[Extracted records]
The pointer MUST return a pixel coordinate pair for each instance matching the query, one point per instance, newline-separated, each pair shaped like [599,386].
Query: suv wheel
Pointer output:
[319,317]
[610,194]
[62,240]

> _Work to be completed_
Pick out every line of the data above that contains the word "matching", and copy each one out in full.

> _Response below_
The pointer MUST return a pixel coordinate pair for each instance matching the query, one point per instance, newline-separated, each pair shaped like [599,386].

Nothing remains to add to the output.